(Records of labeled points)
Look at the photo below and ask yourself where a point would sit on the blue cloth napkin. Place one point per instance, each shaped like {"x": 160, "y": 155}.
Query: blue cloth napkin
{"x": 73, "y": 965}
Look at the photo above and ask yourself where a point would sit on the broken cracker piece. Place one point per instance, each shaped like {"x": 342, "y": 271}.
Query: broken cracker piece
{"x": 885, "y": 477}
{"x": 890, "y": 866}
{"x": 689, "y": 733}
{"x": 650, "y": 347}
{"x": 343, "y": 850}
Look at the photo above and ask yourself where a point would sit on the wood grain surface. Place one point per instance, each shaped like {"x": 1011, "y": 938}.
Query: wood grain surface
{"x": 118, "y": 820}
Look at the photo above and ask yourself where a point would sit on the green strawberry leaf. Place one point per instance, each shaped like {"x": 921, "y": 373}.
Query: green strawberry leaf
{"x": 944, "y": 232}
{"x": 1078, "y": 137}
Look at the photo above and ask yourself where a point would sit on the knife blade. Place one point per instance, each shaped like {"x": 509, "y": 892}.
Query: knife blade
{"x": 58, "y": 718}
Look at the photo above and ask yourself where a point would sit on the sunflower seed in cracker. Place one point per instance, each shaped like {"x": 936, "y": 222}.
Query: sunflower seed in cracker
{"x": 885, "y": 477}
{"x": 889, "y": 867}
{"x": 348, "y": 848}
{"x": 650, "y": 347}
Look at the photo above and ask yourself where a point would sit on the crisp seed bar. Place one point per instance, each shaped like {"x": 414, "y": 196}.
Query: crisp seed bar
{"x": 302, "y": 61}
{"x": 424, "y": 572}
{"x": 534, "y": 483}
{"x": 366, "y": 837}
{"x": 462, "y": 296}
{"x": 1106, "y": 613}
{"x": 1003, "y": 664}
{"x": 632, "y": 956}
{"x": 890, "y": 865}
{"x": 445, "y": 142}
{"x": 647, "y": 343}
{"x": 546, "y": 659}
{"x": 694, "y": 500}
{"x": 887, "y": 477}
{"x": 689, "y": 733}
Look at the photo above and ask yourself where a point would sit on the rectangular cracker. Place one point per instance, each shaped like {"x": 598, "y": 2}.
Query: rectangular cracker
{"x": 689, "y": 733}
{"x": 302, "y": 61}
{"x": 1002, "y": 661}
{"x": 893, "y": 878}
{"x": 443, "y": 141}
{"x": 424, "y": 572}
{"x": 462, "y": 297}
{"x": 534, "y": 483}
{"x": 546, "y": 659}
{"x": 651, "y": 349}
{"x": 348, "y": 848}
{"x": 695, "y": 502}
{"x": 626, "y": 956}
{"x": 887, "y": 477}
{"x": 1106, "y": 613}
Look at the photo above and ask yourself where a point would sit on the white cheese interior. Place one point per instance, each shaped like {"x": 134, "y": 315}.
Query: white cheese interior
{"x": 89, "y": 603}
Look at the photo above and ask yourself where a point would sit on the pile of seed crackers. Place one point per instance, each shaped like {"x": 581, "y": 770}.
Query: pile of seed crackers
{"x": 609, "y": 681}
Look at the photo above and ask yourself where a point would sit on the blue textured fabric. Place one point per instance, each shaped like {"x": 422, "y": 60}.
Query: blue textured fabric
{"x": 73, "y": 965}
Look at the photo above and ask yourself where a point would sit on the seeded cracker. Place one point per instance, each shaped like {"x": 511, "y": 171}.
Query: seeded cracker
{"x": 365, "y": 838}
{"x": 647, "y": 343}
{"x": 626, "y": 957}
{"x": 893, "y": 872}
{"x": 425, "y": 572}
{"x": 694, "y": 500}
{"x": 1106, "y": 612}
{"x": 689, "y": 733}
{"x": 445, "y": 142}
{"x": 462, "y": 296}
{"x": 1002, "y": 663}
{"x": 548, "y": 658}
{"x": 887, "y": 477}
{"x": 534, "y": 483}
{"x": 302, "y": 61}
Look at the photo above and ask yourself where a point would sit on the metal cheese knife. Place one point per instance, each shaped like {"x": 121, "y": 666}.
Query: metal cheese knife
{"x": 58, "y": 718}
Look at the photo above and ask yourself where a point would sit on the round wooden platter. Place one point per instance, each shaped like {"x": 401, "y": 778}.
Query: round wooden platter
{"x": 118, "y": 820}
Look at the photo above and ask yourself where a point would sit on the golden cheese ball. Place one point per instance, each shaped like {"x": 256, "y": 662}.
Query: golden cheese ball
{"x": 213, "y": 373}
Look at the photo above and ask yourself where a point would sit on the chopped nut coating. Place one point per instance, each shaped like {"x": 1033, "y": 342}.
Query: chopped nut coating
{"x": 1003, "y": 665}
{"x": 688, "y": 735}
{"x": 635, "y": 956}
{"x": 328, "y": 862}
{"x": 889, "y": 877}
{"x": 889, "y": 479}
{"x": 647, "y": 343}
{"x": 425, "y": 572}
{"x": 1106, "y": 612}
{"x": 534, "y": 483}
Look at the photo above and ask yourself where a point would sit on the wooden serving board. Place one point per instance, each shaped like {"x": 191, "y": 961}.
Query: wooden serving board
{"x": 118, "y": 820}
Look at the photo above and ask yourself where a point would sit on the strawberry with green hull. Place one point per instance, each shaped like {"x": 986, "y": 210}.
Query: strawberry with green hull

## WHAT THIS TASK INVOLVES
Repeat all of the entries exactly.

## EXERCISE ANSWER
Look at the photo below and ask yourself where a point would sit on the blue cloth napkin. Place one point per instance, each shaped like {"x": 160, "y": 155}.
Query: blue cloth napkin
{"x": 73, "y": 965}
Look at the photo above and ask yourself where a point would sit on the broken cracker piece. Place one point per instance, each shaped like {"x": 342, "y": 271}.
Query: broken cracker piece
{"x": 885, "y": 477}
{"x": 890, "y": 866}
{"x": 689, "y": 733}
{"x": 650, "y": 347}
{"x": 343, "y": 850}
Look at the photo above and ask yourself where a point would sit on the wood grain surface. Place one point per instance, each shaped like {"x": 1011, "y": 938}.
Query: wood grain surface
{"x": 118, "y": 820}
Look at the photo above and ask yourself where a point would sit on the green strawberry leaf. Place one point per instance, each shaped like {"x": 921, "y": 373}.
Query: green strawberry leaf
{"x": 944, "y": 232}
{"x": 1078, "y": 137}
Look at the photo above and ask yourself where a point would sit on the knife blade. Place one point per instance, each shaped like {"x": 509, "y": 892}.
Query: knife blade
{"x": 58, "y": 718}
Look at the photo above and ask yourself where a point would sit on the sunflower seed in cracker. Place one point per instance, each shaped like {"x": 936, "y": 222}.
Query: sunflower seed in cracker
{"x": 885, "y": 477}
{"x": 889, "y": 867}
{"x": 348, "y": 848}
{"x": 650, "y": 347}
Look at the photo above and ask yourself where a point would sit on the crisp seed bar. Place one point per instance, each shaped like {"x": 414, "y": 196}.
Query: crisp seed bar
{"x": 302, "y": 61}
{"x": 424, "y": 572}
{"x": 534, "y": 483}
{"x": 366, "y": 837}
{"x": 462, "y": 296}
{"x": 1106, "y": 613}
{"x": 1003, "y": 664}
{"x": 632, "y": 956}
{"x": 890, "y": 865}
{"x": 445, "y": 142}
{"x": 647, "y": 343}
{"x": 546, "y": 659}
{"x": 694, "y": 500}
{"x": 887, "y": 477}
{"x": 689, "y": 733}
Look at the photo above and ask yourself where a point would sit on the rectangular cracker. Place one point per instance, each shaped like {"x": 598, "y": 2}.
Query: rectangular cracker
{"x": 689, "y": 733}
{"x": 302, "y": 61}
{"x": 1002, "y": 661}
{"x": 893, "y": 878}
{"x": 443, "y": 141}
{"x": 424, "y": 572}
{"x": 462, "y": 297}
{"x": 534, "y": 483}
{"x": 546, "y": 659}
{"x": 651, "y": 349}
{"x": 348, "y": 848}
{"x": 695, "y": 502}
{"x": 626, "y": 956}
{"x": 887, "y": 477}
{"x": 1106, "y": 613}
Look at the photo above and ask yourself where a point would sit on the white cheese interior. Place one point per instance, each shaped like {"x": 134, "y": 315}.
Query: white cheese interior
{"x": 89, "y": 603}
Look at the photo above and ask yourself where a point would sit on the pile of seed crackers. Place one point per instance, each shaped like {"x": 581, "y": 770}.
Query: pile of seed crackers
{"x": 609, "y": 681}
Look at the photo above and ask yourself where a point would sit on the blue textured fabric. Place one point per instance, each shaped like {"x": 422, "y": 60}.
Query: blue textured fabric
{"x": 73, "y": 965}
Look at the photo above and ask yourself where a point would sit on the seeded cracker. Place one point per instance, each shaped like {"x": 511, "y": 171}.
Query: seeded cracker
{"x": 365, "y": 838}
{"x": 647, "y": 343}
{"x": 626, "y": 957}
{"x": 893, "y": 872}
{"x": 425, "y": 572}
{"x": 694, "y": 500}
{"x": 1106, "y": 612}
{"x": 689, "y": 733}
{"x": 445, "y": 142}
{"x": 462, "y": 296}
{"x": 1002, "y": 663}
{"x": 548, "y": 658}
{"x": 887, "y": 477}
{"x": 534, "y": 483}
{"x": 302, "y": 61}
Look at the photo above and ask yourself where a point would sit on the metal cheese knife. Place one point per instance, each shaped like {"x": 121, "y": 666}.
Query: metal cheese knife
{"x": 58, "y": 718}
Look at the photo above and ask yourself where a point would sit on the round wooden platter. Place one point per instance, each shaped like {"x": 401, "y": 778}.
Query: round wooden platter
{"x": 118, "y": 820}
Look at the photo above and ask yourself where a point would sit on the golden cheese ball. Place one point per instance, each shaped like {"x": 256, "y": 662}.
Query: golden cheese ball
{"x": 213, "y": 373}
Look at the photo above and ask yourself where a point would sit on the chopped nut coating. Place one point per instance, each shaped like {"x": 1033, "y": 342}.
Query: chopped nut coating
{"x": 1003, "y": 665}
{"x": 688, "y": 735}
{"x": 635, "y": 956}
{"x": 328, "y": 862}
{"x": 889, "y": 877}
{"x": 889, "y": 479}
{"x": 647, "y": 343}
{"x": 425, "y": 572}
{"x": 1106, "y": 612}
{"x": 534, "y": 483}
Look at the photo above and ask yourself where a point would sit on the wooden serving board. Place one point per instance, each shaped like {"x": 191, "y": 961}.
Query: wooden serving board
{"x": 118, "y": 820}
Look at the photo above and ask yourself where a point would sit on the strawberry with green hull. Place one point per instance, each shaped like {"x": 986, "y": 210}.
Query: strawberry with green hull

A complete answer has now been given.